JOBS:
(A) Answer these questions about the passage on purification of the intellect:
(i) During the French Revolution, what was the penalty for impure thoughts?
(ii) Which three groups does the passage name in the revolutions that followed?
(iii) Whom does the serpent accuse first?
(B) Pick up the passage on purification of the intellect after its final sentence and continue it in the same voice.

TEXT TO READ:

☆ ☆ ☆ ☆

Let us continue our excursion into the purification of the intellect.
Again, although the term -- purification -- will sound anachronistic to the postmodern, post-literate, and post-reality ears of the left, it is quite obviously one of their enduring preoccupations, extending back to the French Revolution, when the penalty for impure thoughts was separation of them from the body.
We see this same obsession with Impure Thoughts in all subsequent revolutions, from communists to Islamists to our contemporary cancelists.
Here again, this obsession with the thoughts of other people represents but the transformation of an archetypal religious concern that essentially coarises with man.
This is just another way of saying that the serpent has always been with us. He likes to accuse other persons (starting with God) of crimethink, which is why Jesus makes the point of advising us to remove the plank from or own heads before complaining to the authorities about the other guy's splinter.

☆ ☆ ☆ ☆

Dataset records on object locations:
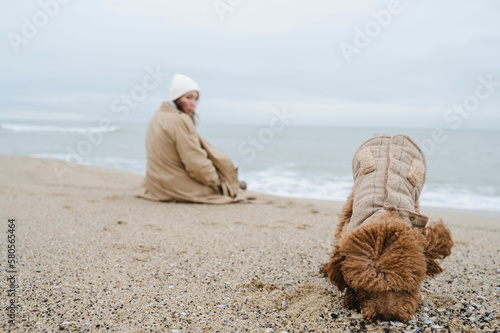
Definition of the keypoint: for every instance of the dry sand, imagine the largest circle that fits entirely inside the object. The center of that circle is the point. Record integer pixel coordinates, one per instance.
(92, 257)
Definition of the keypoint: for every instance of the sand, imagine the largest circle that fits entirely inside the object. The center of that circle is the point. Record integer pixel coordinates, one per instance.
(92, 257)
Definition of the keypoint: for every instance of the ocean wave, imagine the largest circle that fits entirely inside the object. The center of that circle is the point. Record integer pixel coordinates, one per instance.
(137, 166)
(57, 129)
(337, 188)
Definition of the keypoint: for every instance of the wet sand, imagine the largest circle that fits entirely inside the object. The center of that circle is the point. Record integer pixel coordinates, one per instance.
(92, 257)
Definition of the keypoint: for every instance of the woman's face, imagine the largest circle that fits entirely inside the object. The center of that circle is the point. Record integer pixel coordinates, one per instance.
(188, 102)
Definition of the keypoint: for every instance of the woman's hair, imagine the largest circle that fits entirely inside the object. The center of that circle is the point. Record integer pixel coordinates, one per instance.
(194, 116)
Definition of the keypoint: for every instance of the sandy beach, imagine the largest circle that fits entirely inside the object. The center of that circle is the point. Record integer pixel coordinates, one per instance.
(92, 257)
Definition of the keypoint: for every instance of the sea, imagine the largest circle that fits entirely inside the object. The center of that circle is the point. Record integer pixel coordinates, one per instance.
(301, 162)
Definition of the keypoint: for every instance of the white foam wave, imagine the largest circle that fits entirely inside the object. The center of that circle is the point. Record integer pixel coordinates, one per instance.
(116, 163)
(337, 188)
(57, 129)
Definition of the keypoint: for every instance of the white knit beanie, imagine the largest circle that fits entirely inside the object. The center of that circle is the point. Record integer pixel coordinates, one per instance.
(181, 84)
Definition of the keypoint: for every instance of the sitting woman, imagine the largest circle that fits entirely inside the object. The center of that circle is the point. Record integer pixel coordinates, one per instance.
(181, 165)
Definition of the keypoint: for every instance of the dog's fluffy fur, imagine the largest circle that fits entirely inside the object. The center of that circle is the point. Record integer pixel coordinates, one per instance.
(381, 265)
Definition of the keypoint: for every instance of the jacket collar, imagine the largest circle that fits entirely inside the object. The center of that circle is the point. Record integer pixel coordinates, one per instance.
(169, 107)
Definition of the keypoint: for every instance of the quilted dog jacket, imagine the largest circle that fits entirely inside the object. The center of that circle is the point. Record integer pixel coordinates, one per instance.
(389, 174)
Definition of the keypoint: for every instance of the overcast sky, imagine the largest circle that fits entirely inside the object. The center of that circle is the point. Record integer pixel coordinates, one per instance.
(329, 63)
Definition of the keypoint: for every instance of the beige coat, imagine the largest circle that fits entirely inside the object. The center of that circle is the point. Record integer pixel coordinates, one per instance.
(182, 166)
(389, 174)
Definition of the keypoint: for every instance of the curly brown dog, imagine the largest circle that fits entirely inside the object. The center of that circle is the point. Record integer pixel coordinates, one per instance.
(383, 249)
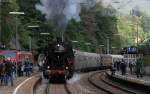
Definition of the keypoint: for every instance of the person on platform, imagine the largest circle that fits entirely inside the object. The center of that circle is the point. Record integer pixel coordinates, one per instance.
(123, 67)
(139, 67)
(27, 66)
(131, 66)
(9, 72)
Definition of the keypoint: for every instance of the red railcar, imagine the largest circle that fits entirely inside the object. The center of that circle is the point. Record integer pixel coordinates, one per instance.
(16, 56)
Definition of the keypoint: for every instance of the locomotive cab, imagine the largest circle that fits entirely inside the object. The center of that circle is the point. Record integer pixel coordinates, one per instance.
(58, 63)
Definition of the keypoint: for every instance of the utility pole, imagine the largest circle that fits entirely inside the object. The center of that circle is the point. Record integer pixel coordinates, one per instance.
(16, 36)
(107, 45)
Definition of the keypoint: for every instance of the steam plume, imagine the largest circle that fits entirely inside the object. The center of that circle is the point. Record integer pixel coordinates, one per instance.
(61, 11)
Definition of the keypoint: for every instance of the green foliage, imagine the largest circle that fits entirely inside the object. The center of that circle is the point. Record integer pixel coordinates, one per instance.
(7, 21)
(94, 27)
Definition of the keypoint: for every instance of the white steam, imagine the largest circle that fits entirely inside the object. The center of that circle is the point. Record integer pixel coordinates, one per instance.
(61, 11)
(74, 79)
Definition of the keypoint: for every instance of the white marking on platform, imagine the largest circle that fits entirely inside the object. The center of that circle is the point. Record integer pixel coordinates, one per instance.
(17, 88)
(132, 78)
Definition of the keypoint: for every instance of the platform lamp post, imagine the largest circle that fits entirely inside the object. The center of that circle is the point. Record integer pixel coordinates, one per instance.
(30, 39)
(16, 36)
(101, 48)
(107, 42)
(113, 48)
(16, 17)
(74, 41)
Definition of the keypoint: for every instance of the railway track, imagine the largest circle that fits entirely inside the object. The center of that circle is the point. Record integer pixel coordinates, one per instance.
(89, 83)
(96, 80)
(57, 89)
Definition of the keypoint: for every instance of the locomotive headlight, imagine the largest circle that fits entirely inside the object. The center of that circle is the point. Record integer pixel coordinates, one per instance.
(48, 67)
(66, 68)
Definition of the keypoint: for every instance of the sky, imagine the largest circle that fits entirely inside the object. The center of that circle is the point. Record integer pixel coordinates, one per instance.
(125, 6)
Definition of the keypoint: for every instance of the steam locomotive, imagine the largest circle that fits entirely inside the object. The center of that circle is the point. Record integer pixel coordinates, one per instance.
(59, 61)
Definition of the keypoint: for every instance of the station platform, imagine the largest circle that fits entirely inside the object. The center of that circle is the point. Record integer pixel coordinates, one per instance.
(145, 80)
(10, 89)
(141, 80)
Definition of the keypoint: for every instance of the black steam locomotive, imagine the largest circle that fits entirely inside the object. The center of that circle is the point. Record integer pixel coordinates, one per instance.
(59, 61)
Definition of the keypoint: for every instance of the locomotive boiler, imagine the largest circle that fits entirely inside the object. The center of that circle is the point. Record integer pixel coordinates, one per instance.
(59, 61)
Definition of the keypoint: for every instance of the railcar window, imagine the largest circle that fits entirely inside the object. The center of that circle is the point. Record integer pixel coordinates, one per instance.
(8, 54)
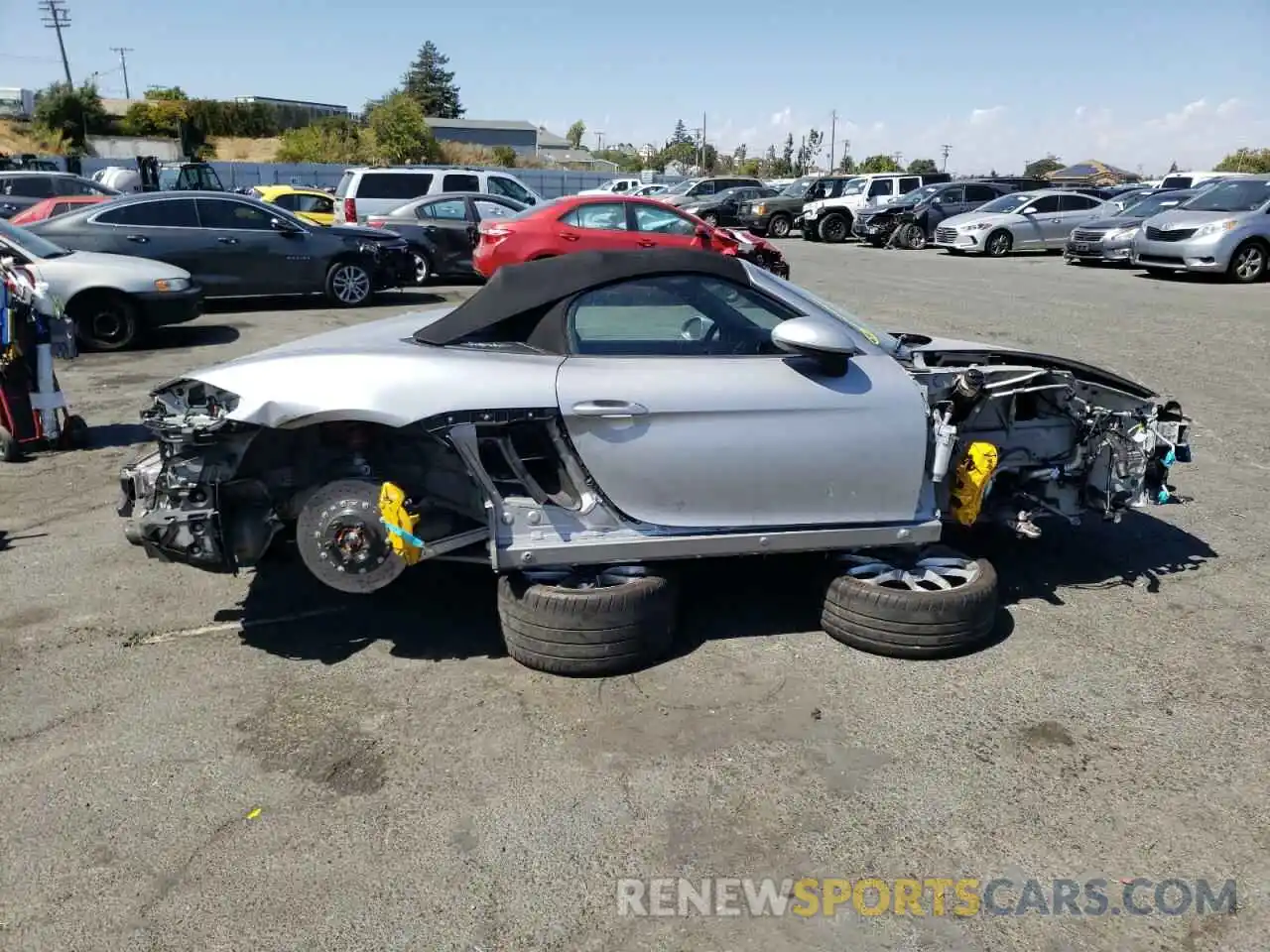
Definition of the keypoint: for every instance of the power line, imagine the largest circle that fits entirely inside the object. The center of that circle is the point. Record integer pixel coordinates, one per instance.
(123, 64)
(56, 19)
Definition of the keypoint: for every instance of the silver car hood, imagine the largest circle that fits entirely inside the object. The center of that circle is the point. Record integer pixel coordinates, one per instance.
(379, 373)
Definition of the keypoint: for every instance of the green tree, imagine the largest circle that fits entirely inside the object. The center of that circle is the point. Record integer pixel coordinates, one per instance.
(878, 163)
(1255, 160)
(430, 84)
(400, 134)
(71, 113)
(334, 139)
(1040, 168)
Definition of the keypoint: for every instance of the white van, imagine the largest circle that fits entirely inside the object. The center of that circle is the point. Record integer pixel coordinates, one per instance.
(830, 218)
(363, 191)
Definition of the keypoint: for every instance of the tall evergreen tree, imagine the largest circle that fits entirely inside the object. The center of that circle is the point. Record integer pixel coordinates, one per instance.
(432, 85)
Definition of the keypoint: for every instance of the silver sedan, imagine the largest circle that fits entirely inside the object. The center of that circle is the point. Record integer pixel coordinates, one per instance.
(1023, 221)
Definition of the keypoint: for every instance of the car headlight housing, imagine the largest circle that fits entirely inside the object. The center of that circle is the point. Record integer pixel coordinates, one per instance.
(1216, 227)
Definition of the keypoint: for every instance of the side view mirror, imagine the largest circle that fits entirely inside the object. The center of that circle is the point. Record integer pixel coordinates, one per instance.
(826, 341)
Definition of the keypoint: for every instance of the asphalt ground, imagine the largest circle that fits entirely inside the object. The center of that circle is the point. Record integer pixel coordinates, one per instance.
(195, 762)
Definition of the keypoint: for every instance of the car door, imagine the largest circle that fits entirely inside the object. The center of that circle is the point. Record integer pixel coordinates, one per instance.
(663, 226)
(1074, 209)
(597, 226)
(683, 425)
(248, 255)
(447, 230)
(160, 227)
(1039, 220)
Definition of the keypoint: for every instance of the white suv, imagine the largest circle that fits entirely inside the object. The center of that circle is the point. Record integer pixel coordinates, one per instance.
(365, 191)
(830, 218)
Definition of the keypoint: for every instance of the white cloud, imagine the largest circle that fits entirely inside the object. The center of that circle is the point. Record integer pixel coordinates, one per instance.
(985, 117)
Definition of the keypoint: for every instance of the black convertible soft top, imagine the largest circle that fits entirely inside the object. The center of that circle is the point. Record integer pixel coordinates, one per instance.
(521, 289)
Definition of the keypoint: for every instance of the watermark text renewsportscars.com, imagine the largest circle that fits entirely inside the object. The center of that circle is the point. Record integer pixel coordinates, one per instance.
(934, 896)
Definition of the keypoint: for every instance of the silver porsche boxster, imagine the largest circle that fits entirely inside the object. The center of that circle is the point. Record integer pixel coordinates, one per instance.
(583, 422)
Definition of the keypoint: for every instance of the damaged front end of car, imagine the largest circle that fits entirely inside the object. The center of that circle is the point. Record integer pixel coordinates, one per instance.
(1019, 436)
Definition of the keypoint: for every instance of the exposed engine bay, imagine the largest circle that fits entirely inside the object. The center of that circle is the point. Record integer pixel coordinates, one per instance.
(1012, 442)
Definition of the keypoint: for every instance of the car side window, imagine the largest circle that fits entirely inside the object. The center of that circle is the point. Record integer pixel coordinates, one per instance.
(663, 221)
(460, 181)
(979, 193)
(1076, 203)
(601, 216)
(162, 213)
(509, 188)
(677, 315)
(236, 216)
(1044, 204)
(492, 209)
(447, 209)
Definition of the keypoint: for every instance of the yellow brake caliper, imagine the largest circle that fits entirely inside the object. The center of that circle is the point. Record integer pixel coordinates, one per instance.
(973, 475)
(400, 525)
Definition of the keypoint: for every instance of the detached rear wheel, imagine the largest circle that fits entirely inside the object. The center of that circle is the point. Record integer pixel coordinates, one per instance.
(934, 603)
(587, 622)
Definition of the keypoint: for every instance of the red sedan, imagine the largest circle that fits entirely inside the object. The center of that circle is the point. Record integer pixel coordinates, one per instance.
(53, 207)
(608, 223)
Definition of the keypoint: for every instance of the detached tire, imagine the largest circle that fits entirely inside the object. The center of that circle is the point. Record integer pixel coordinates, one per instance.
(908, 616)
(571, 630)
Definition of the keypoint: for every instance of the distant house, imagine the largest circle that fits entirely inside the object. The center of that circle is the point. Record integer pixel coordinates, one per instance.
(1091, 173)
(521, 136)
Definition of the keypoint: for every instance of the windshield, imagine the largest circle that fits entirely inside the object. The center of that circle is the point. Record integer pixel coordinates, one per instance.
(1239, 195)
(798, 188)
(32, 244)
(785, 290)
(1006, 203)
(683, 188)
(1155, 204)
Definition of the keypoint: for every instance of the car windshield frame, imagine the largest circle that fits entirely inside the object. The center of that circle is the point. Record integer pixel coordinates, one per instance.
(30, 243)
(1228, 197)
(683, 188)
(1007, 203)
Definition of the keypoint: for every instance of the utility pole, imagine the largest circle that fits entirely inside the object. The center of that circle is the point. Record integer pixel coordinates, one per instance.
(56, 19)
(123, 63)
(833, 136)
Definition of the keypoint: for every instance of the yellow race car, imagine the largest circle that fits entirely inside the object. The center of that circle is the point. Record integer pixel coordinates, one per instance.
(308, 203)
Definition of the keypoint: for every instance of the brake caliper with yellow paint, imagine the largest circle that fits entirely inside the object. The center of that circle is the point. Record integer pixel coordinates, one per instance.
(973, 475)
(399, 524)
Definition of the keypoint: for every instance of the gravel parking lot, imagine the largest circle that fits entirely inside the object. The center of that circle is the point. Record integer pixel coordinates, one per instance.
(217, 763)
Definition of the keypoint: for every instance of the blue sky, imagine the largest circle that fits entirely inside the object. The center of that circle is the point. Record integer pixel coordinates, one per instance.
(1132, 84)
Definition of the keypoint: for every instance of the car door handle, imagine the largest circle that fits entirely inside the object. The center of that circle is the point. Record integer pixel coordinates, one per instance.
(610, 409)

☆ ☆ ☆ ☆

ANSWERS TO THE PROBLEMS:
(A)
(i) Separation of them from the body.
(ii) Communists, Islamists, and contemporary cancelists.
(iii) God.

(B)
Man has been dealing with this question of impure thoughts since the beginning of his terrestrial career some 50 to 100,000 years ago. And the earliest and most persistent solution to this problem has revolved around human sacrifice. Unless you have a better idea.
Today this ritual scapegoating is called "cancellation." It's the same mechanism, only sublimated: instead of killing the body, they only kill the career and/or reputation, and banish the victim to the wilderness, exiling him beyond the borders of the cult.
This is all exhaustively outlined in the works of Gil Bailie, Rene Girard, and others, so I don't want to repeat it here. It's also discussed in various anthropological studies of millenarian / apocalyptic movements.
Now, to a certain extent, you could even say that the modern west is just an accident of one man's pathological obsession with impure thoughts, and a desperate attempt to deal with them.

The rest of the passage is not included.